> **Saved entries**
====

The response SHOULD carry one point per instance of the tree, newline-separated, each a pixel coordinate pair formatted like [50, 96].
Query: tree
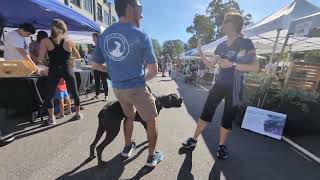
[217, 9]
[173, 48]
[202, 28]
[157, 47]
[209, 27]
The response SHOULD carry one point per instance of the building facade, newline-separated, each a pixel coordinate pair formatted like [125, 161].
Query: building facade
[101, 11]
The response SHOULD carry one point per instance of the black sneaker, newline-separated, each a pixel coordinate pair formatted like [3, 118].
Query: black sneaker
[152, 161]
[222, 152]
[127, 151]
[189, 143]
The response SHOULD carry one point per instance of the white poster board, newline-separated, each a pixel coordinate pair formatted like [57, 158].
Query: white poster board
[264, 122]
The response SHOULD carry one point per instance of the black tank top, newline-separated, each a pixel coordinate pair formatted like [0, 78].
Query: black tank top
[58, 57]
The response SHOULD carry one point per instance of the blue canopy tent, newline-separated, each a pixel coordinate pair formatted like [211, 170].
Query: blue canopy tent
[41, 12]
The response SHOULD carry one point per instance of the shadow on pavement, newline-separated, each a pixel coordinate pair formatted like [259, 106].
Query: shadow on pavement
[186, 168]
[252, 156]
[112, 169]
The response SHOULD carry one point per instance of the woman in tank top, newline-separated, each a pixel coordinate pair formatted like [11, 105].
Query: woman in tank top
[59, 50]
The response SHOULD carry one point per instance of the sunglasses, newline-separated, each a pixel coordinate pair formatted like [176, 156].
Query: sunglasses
[134, 4]
[227, 21]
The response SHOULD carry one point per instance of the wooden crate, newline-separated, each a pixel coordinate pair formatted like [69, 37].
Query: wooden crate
[309, 79]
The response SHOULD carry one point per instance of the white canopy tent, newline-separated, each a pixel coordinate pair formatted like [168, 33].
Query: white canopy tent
[270, 34]
[308, 26]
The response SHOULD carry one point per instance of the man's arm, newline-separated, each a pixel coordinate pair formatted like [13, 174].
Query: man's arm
[99, 67]
[152, 72]
[206, 61]
[251, 67]
[25, 55]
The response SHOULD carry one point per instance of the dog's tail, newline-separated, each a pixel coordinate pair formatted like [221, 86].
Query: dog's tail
[149, 89]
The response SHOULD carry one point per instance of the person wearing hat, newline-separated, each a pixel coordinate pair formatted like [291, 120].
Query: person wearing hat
[15, 44]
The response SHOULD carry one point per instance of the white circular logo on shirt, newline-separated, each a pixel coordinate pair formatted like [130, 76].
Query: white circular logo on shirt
[116, 46]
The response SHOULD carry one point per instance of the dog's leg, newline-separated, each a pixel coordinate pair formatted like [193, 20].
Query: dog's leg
[144, 124]
[110, 136]
[100, 132]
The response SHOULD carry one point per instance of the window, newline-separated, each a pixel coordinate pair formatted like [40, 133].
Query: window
[76, 2]
[99, 12]
[106, 18]
[88, 5]
[113, 19]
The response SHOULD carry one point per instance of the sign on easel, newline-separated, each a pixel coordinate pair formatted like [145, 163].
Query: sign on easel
[264, 122]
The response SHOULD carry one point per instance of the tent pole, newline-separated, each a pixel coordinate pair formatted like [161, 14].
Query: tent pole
[275, 46]
[268, 81]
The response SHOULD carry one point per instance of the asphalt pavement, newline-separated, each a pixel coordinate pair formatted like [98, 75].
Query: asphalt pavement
[61, 152]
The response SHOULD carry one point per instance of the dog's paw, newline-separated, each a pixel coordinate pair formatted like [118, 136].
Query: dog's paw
[102, 164]
[92, 156]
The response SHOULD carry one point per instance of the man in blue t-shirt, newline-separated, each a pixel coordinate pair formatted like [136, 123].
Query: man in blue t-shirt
[125, 49]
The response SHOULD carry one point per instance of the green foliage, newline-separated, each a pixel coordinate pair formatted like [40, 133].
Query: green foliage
[315, 53]
[173, 48]
[209, 27]
[202, 28]
[157, 47]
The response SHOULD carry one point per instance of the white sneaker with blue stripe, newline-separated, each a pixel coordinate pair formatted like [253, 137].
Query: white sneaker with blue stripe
[152, 161]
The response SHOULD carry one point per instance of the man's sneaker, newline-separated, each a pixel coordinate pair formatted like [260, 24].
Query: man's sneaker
[153, 160]
[222, 152]
[67, 112]
[190, 142]
[60, 116]
[78, 116]
[127, 151]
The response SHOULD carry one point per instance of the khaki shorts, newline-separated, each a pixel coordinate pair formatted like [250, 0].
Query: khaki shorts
[140, 99]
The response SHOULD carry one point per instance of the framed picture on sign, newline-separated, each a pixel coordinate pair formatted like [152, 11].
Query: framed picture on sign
[264, 122]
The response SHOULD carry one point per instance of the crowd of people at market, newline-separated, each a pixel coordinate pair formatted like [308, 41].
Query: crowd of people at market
[121, 53]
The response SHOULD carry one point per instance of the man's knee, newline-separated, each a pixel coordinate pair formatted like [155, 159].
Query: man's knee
[151, 123]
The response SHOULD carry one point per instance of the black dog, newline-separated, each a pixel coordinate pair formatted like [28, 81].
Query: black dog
[110, 118]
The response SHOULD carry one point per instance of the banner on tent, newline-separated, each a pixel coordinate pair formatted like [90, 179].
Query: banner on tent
[264, 122]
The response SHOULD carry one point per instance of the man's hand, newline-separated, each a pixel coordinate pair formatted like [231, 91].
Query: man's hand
[152, 72]
[224, 63]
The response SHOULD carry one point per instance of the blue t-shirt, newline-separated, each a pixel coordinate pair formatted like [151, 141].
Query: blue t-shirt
[125, 49]
[240, 47]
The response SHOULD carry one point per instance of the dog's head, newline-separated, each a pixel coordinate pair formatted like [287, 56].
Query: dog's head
[170, 101]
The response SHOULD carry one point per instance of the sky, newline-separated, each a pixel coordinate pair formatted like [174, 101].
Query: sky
[168, 19]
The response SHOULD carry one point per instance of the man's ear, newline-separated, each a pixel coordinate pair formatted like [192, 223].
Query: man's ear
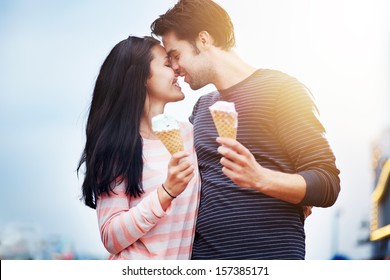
[205, 40]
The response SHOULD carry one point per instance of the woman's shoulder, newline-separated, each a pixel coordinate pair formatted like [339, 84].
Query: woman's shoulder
[185, 126]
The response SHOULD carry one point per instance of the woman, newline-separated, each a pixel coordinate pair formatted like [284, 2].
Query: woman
[146, 200]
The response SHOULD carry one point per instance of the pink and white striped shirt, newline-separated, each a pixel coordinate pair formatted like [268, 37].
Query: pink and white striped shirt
[139, 228]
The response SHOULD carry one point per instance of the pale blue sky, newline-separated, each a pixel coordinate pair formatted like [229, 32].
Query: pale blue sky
[50, 54]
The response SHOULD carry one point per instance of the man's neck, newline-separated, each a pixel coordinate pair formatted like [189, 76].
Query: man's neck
[230, 69]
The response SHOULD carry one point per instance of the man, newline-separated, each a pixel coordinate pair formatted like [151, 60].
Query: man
[254, 189]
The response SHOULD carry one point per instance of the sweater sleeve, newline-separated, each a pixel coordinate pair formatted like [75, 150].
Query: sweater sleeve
[120, 226]
[303, 138]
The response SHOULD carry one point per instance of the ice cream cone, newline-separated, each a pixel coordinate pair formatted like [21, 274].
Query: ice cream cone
[225, 119]
[168, 131]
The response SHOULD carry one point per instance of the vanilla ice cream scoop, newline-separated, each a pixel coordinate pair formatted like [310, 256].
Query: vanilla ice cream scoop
[167, 130]
[225, 118]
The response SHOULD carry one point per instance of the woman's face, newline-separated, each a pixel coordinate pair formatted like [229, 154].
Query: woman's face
[162, 86]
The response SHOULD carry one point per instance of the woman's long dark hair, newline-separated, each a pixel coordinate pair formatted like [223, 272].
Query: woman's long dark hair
[113, 149]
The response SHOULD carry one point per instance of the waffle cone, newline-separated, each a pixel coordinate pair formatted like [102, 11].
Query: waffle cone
[226, 123]
[171, 139]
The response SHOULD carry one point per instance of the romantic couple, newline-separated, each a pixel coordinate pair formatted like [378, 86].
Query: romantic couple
[230, 199]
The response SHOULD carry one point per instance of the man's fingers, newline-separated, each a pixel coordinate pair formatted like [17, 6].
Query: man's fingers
[232, 144]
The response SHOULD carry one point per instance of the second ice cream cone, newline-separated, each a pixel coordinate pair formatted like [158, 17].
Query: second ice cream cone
[225, 118]
[168, 131]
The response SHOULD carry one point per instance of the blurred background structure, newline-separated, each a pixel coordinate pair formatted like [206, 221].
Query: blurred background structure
[51, 52]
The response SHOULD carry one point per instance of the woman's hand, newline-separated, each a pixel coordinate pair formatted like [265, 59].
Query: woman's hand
[180, 172]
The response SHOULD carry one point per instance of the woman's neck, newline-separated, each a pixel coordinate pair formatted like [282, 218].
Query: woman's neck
[146, 130]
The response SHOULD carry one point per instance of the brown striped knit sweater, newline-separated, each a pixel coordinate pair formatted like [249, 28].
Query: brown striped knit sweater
[277, 122]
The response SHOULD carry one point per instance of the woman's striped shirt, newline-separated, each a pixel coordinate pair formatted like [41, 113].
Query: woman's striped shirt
[277, 122]
[139, 228]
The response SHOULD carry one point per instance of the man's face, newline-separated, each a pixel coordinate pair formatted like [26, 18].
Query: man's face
[189, 61]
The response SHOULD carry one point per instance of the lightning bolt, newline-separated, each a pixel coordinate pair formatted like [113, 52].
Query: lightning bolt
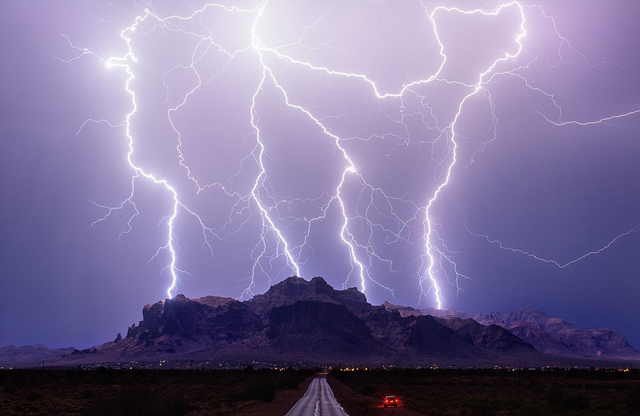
[376, 210]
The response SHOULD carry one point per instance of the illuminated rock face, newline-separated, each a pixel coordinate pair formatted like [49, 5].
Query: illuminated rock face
[309, 322]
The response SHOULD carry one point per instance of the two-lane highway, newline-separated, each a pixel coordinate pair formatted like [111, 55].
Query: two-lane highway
[318, 400]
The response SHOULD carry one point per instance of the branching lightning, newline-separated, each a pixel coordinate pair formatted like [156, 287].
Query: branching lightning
[377, 212]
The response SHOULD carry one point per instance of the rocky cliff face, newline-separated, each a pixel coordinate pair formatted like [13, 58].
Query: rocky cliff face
[545, 334]
[556, 336]
[309, 321]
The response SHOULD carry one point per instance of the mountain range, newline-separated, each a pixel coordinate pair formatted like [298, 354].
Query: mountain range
[311, 323]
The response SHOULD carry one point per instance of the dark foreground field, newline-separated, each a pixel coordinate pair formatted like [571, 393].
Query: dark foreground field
[490, 392]
[272, 393]
[148, 392]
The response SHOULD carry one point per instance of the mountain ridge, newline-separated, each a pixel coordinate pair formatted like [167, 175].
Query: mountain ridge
[308, 321]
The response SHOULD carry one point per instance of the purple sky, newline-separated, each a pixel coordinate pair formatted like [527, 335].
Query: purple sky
[317, 137]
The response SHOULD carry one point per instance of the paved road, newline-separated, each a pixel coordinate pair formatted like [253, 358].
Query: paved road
[318, 400]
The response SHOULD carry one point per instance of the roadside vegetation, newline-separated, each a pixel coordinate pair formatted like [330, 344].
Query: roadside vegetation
[503, 392]
[107, 392]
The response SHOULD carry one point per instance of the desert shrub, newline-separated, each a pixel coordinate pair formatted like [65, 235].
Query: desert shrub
[87, 394]
[177, 407]
[9, 388]
[257, 389]
[289, 379]
[367, 390]
[575, 402]
[555, 395]
[633, 400]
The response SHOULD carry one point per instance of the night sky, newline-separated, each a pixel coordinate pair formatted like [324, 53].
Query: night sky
[426, 155]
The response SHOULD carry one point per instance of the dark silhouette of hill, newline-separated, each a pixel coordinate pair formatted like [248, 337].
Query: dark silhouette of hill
[309, 322]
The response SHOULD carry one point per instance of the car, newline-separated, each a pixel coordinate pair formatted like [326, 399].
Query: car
[391, 401]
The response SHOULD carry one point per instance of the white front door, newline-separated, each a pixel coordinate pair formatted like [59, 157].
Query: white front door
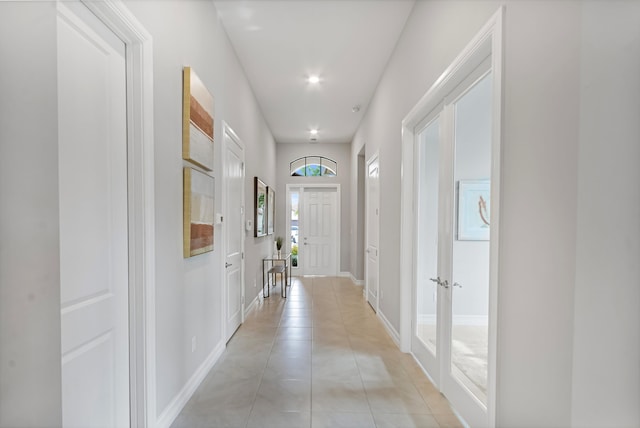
[94, 252]
[234, 230]
[373, 231]
[319, 231]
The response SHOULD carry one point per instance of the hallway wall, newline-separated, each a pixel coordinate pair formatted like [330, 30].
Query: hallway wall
[550, 285]
[30, 373]
[189, 291]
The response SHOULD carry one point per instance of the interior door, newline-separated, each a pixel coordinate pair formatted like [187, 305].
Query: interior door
[320, 231]
[468, 247]
[373, 231]
[452, 246]
[94, 276]
[234, 231]
[425, 329]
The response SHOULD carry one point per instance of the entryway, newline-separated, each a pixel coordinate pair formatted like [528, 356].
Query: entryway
[313, 221]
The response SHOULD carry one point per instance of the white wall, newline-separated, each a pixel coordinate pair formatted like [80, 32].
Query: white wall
[30, 378]
[606, 353]
[188, 291]
[541, 381]
[337, 152]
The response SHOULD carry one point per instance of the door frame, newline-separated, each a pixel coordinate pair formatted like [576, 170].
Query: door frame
[367, 195]
[301, 188]
[487, 42]
[141, 205]
[227, 130]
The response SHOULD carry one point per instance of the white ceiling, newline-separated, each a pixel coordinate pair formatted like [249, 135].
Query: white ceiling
[280, 43]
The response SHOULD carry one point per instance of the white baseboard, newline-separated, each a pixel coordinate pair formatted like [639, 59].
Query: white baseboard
[392, 331]
[174, 408]
[470, 320]
[457, 319]
[254, 303]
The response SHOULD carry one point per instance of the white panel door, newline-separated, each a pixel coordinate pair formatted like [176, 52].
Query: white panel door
[93, 221]
[373, 231]
[319, 231]
[234, 231]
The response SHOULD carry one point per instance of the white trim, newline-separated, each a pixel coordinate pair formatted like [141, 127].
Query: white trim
[139, 59]
[395, 336]
[488, 42]
[174, 408]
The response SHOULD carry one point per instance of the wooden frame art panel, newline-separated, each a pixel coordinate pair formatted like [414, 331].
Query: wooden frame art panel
[197, 121]
[198, 214]
[260, 212]
[271, 210]
[474, 199]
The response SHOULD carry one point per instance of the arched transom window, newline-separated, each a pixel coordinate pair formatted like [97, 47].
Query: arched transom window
[314, 166]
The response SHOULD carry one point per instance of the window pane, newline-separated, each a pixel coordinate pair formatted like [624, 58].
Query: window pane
[298, 167]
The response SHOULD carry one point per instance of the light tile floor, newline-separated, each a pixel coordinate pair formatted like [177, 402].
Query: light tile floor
[319, 358]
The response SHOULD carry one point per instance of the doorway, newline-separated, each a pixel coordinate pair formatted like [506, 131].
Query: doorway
[115, 20]
[94, 220]
[313, 218]
[451, 159]
[372, 183]
[234, 215]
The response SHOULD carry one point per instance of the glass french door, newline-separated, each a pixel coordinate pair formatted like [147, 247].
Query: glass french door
[453, 152]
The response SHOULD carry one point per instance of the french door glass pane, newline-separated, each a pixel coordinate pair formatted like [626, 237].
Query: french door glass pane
[427, 242]
[470, 274]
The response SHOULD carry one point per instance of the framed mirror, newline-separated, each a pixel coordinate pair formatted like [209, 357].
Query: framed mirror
[271, 209]
[260, 214]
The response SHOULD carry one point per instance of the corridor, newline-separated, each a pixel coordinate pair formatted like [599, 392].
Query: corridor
[320, 358]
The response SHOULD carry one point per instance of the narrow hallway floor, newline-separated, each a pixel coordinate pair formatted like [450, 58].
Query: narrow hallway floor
[319, 358]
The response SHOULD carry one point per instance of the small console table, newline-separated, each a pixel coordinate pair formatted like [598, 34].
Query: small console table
[273, 266]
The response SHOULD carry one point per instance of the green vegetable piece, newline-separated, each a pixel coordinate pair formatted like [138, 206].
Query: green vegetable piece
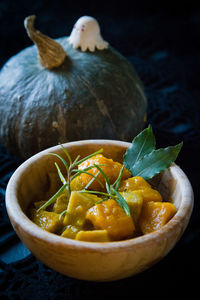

====

With the pictures omitted, print precisely the lines from the one with "The response SHOULD carry one point per instance of the small" to the final line of the records, both included.

> **Result of this exercise**
The response SHOULD carry one point per instance of the small console table, newline-separated, each a pixel coordinate pair formatted like [598, 34].
Query: small console table
[273, 266]
The response SHOULD carry one point per instance of the green vegetable piece, newline-separated, each a pixel coordinate pair formatted like [138, 206].
Query: green vegetable piece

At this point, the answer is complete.